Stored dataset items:

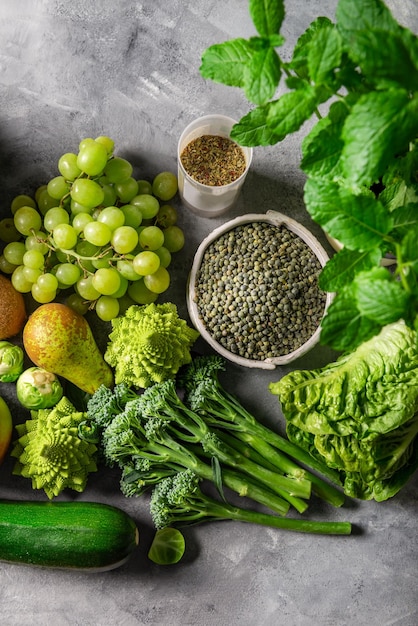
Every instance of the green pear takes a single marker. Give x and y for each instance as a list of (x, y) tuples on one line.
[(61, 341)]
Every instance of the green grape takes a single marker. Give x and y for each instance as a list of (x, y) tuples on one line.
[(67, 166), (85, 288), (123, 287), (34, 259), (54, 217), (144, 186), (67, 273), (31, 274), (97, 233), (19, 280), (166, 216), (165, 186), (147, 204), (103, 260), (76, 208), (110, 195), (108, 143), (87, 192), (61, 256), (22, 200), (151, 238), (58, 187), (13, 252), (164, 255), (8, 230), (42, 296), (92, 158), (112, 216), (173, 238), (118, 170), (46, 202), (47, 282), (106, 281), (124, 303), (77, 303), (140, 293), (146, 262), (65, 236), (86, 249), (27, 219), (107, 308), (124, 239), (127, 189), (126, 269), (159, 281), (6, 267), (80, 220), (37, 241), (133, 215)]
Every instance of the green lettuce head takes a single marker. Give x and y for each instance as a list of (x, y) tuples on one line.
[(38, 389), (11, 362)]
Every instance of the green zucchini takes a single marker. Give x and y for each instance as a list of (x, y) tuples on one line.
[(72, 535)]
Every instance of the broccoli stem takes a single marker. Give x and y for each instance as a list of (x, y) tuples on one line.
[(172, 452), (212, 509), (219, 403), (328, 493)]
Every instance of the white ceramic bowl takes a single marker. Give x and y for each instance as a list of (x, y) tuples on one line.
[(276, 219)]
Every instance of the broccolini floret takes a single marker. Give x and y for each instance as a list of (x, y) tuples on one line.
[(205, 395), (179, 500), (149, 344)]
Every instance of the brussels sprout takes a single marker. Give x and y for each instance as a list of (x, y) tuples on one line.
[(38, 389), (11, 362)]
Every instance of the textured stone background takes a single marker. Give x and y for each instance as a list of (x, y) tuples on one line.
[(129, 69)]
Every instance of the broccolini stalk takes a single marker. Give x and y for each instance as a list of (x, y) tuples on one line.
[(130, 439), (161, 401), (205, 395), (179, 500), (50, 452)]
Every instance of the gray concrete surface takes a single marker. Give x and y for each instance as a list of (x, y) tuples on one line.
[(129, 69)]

— WHAT IS NEEDED —
Reproduce all of the data above with every "broccolini" swapped for "baby broccoli" and nothing else altered. Leave the pictures out.

— ANSWER TO THIS PROBLEM —
Every instance of the green pear takes a single marker. Give x and y for each instance as a list of (x, y) tuples on one line.
[(61, 341)]
Every instance of the green grape takes a single marker. Give x and y for each instance as a list of (x, y) tuples on one line.
[(67, 166), (85, 288), (123, 287), (34, 259), (54, 217), (144, 186), (67, 273), (31, 274), (97, 233), (19, 280), (166, 216), (165, 186), (147, 204), (103, 260), (76, 208), (110, 195), (108, 143), (87, 192), (61, 256), (22, 200), (151, 238), (58, 187), (13, 252), (164, 255), (8, 230), (42, 296), (92, 158), (112, 216), (173, 238), (118, 170), (46, 202), (47, 282), (106, 281), (124, 303), (77, 303), (140, 293), (146, 262), (65, 236), (86, 249), (27, 219), (107, 308), (124, 239), (127, 189), (126, 269), (159, 281), (6, 267), (80, 220), (37, 241), (133, 215)]
Every instance of the green lettuce head takes a single marker. Give x and y for each instance as a list of (x, y) tuples on one line.
[(38, 389), (11, 362)]
Every instance of the green zucchini takes a single marker. Give x and y for each instance as a list of (x, y) tuples on one line.
[(72, 535)]
Every instance of the broccoli stem takes a single marker. Give x and y for each instance as a list of (x, y) tuples on one line.
[(172, 452), (212, 509), (219, 403), (328, 493)]
Every instance of the white ceramic bowl takes a single marker. Give x and y for each instance as a list of (x, y) tuples on one line.
[(276, 219)]
Every instance of the baby broccoli floret takes a single marker. Give x and y for each instance as a list of (x, y) tuples on one line.
[(205, 395), (179, 500), (149, 344)]
Every instance of the brussels sprout takes a single marker. Give x and y for each instance as a list of (x, y) tuples on one line.
[(38, 389), (11, 362)]
Every instance of the textured stone background takes a single marker. Give x and y for each instance as a list of (x, y) tuples on one line.
[(129, 69)]
Every instance of the baby broccoli stalk takes a single marker. Give x and y for each instance as a list of (x, y) tuples on one line.
[(130, 439), (161, 401), (205, 395), (179, 500), (50, 452)]
Every instance of the gray concrete surface takes a single marker. Give x and y for each instance as a list of (x, y) tuples on one line.
[(129, 69)]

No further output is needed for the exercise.